◆ EXERCISE: Convert the following lines into a numbered list, leaving out any blank lines.

◆ Lines of data:
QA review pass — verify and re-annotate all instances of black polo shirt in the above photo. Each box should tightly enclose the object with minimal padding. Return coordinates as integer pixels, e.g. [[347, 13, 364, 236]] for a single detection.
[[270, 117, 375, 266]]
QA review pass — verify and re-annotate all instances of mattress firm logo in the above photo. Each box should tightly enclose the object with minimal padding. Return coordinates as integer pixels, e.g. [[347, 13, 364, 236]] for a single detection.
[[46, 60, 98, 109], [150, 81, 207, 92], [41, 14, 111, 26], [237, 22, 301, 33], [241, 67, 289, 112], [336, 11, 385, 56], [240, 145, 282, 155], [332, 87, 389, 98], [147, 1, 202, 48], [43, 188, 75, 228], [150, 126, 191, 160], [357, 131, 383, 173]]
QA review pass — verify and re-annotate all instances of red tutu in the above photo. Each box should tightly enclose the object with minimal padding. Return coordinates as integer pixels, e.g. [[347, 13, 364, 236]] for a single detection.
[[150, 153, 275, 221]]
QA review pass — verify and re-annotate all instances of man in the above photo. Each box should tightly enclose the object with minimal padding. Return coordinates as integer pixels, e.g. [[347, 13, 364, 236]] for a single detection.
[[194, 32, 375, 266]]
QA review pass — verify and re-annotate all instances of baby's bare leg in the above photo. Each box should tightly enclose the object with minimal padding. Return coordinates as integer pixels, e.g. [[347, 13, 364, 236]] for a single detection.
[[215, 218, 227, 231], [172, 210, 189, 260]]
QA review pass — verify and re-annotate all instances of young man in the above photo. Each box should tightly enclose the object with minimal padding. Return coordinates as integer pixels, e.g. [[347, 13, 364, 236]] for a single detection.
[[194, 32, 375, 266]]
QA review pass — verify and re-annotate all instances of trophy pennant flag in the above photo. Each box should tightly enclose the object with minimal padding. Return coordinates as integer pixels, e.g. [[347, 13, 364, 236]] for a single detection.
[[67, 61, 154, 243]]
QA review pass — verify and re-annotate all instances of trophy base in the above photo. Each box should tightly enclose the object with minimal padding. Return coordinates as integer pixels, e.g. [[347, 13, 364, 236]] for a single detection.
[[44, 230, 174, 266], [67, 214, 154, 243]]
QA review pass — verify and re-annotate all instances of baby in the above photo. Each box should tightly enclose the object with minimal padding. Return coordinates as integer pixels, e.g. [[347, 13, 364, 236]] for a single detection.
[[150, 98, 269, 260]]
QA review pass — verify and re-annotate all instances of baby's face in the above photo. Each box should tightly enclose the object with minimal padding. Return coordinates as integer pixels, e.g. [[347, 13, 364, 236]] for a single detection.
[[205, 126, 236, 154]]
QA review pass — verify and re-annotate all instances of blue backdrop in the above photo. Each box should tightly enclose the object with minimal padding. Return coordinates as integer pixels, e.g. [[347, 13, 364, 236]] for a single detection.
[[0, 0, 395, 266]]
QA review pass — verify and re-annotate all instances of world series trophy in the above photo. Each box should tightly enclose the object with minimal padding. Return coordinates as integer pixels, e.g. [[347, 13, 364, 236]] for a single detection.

◆ ANSWER FOR THE TASK:
1. QA review pass — verify and re-annotate all instances of black polo shirt in the above photo. Each box should tightly enclose the object with minimal padding. Return coordinates as integer pixels, e.g. [[347, 13, 364, 236]] for a single detection.
2. [[270, 117, 375, 266]]
3. QA review pass — verify and re-annotate all instances of mattress firm logo in the above photo. Each box should tightly enclose the object with minimal padding. Return coordinates as integer pixels, e.g. [[347, 13, 364, 236]] for a single detection.
4. [[46, 60, 98, 109], [150, 81, 207, 92], [41, 14, 111, 26], [237, 22, 301, 33], [241, 67, 289, 112], [336, 11, 385, 56], [240, 145, 282, 155], [332, 87, 389, 98], [147, 1, 202, 48], [43, 188, 75, 228], [150, 126, 191, 160], [357, 131, 383, 173]]
5. QA review pass — verify and re-annotate all instances of red tutu in the above photo. Each box should tightly enclose the object with minimal padding. Return coordinates as integer pixels, e.g. [[347, 13, 364, 236]] for a single detection.
6. [[150, 153, 275, 221]]
7. QA review pass — verify and re-annotate all instances of man in the above photo. Each box should tightly enclose the object with minimal padding. Return coordinates as integer pixels, e.g. [[347, 13, 364, 236]] for a single detection.
8. [[194, 32, 375, 266]]
9. QA review pass — verify and re-annotate all instances of baby's bare leg in the above photo. Each box should tightly enclose the object with minimal padding. Return coordinates as integer pixels, e.g. [[347, 13, 364, 236]] for a single detection.
10. [[215, 218, 227, 231], [172, 210, 189, 260]]
11. QA review pass — verify and re-annotate all instances of young man in the above photo. Each box should tightly enclose the object with minimal padding. Return coordinates as integer pixels, e.g. [[347, 13, 364, 236]] for a single detection.
12. [[194, 32, 375, 266]]
13. QA review pass — verify and re-annotate all instances of trophy pennant flag in the above photo. Each box should tightly enclose the object with minimal padding. Return coordinates as integer pixels, e.g. [[347, 13, 364, 236]] for a single detection.
14. [[67, 61, 154, 243]]
15. QA review pass — verify and re-annotate all instances of trophy base in the above photo. Each box should tightly enclose the object with minimal padding. Return coordinates as integer pixels, e.g. [[347, 13, 364, 236]] for a single detection.
16. [[44, 230, 174, 266], [67, 214, 154, 243]]
17. QA review pass — verify and re-annotate all instances of baby in the above photo. Each box should tightly enclose the object with minimal padding. Return coordinates as integer pixels, e.g. [[347, 13, 364, 236]] for a single detection.
18. [[150, 98, 269, 260]]
19. QA review pass — verify and re-annotate all instances of baby's face in the above photo. Each box should tightly enclose the object with minimal padding. Return coordinates as integer pixels, e.g. [[347, 13, 364, 236]] for a single detection.
20. [[205, 126, 236, 154]]
21. QA review pass — verify and re-annotate all instances of blue backdrop in the above photo. Each box should tightly enclose the object with minimal padding. Return coordinates as integer pixels, e.g. [[347, 13, 364, 236]] for a single detection.
22. [[0, 0, 395, 266]]
23. QA review pass — verify and re-annotate all instances of world series trophy in the above photo. Each box should tightly enclose the object with minimal padding. Return coordinates as integer pixels, e.g. [[347, 13, 364, 236]] for a single detection.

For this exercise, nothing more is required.